Edite o trecho do texto sobre o fim dos relacionamentos, começando em "Sem cicatriz" e terminando em "Vai demorar muito?", e troque "antropóloga" por "pesquisadora". Apresente o trecho completo com essa única alteração.

*Texto de estudo:*

● ● ● ●

É mesmo a distância que ajuda a superar o término de uma relação, segundo o especialista em neurologia comportamental Antoine Bechara, da Universidade de Iowa, nos Estados Unidos. O cérebro, órgão que tem muito mais participação no comando das emoções do que o coração, é o responsável por ativar a combinação "frio na barriga + taquicardia" quando você vê o ex-amor. Por outro lado, sua razão trabalha para que você dê a volta por cima. Nesse mix de sentimentos, quem ganha a luta?
— Se as memórias ruins forem mais fortes, será mais fácil chegar ao seu objetivo de seguir em frente — diz Bechara.
Por isso, sugere ele, evite ir àquela praça onde trocaram o primeiro beijo ou à igreja onde foi celebrado o casamento. Foco no dia em que seu aniversário foi esquecido ou naquela briga em que ele(a) lhe magoou. Durante o relacionamento, os piores momentos são relevados em nome do amor, em um conceito chamado de cegueira emocional.
— O termo explica atitudes que são julgadas como ruins por quem está de fora, mas não são perceptíveis pela pessoa envolvida — aponta a psicanalista Tatiana Ades, pós-graduada em neuropsicologia e autora do livro Homens que Amam Demais, que aborda o amor patológico, o ciúme e a possessividade em relacionamentos abusivos.
Sem cicatriz
Autora do livro Por que Amamos, a antropóloga americana Helen Fisher, da Universidade de Rutgers, em New Jersey, pesquisa os mecanismos neurológicos relacionados ao fim de um amor. Um coração partido desencadeia uma hiperatividade em um grupo de neurônios relacionados à ligação afetiva. Quando a falta da pessoa amada não é mais tão dolorosa, esses neurônios voltam ao normal e a tristeza se esvai.
Vai demorar muito?
Não há uma regra, mas a dor tende a durar menos do que esperam os aflitos do mal de amor. Pesquisadores da Universidade Northwestern, em Chicago, acompanharam a vida amorosa de 70 universitários e descobriram que a recuperação pós-término levou cerca de 10 semanas, enquanto eles apostavam que a dor acalmaria em 20. Saíram no lucro.

● ● ● ●

*Trechos dos registros:*
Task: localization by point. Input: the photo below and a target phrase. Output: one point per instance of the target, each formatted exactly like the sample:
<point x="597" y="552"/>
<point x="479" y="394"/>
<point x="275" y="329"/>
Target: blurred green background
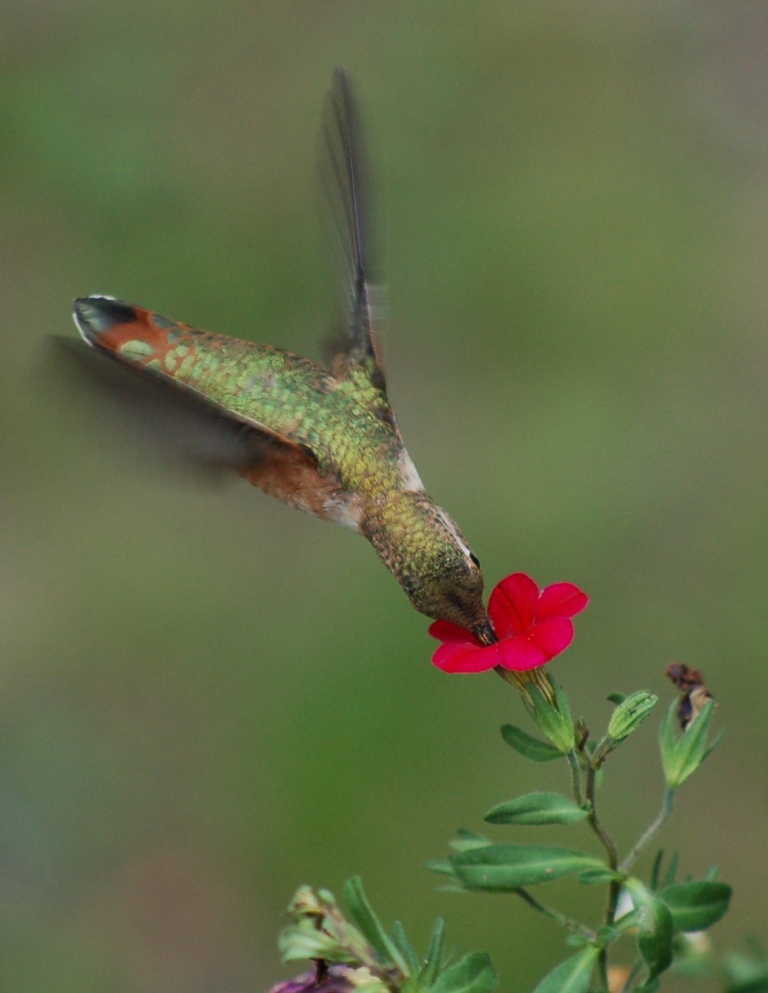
<point x="208" y="698"/>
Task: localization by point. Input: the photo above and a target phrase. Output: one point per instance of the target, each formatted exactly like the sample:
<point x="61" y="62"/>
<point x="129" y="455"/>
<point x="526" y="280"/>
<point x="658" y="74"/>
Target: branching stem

● ● ● ●

*Resultado da tarefa:*
Sem cicatriz
Autora do livro Por que Amamos, a pesquisadora americana Helen Fisher, da Universidade de Rutgers, em New Jersey, pesquisa os mecanismos neurológicos relacionados ao fim de um amor. Um coração partido desencadeia uma hiperatividade em um grupo de neurônios relacionados à ligação afetiva. Quando a falta da pessoa amada não é mais tão dolorosa, esses neurônios voltam ao normal e a tristeza se esvai.
Vai demorar muito?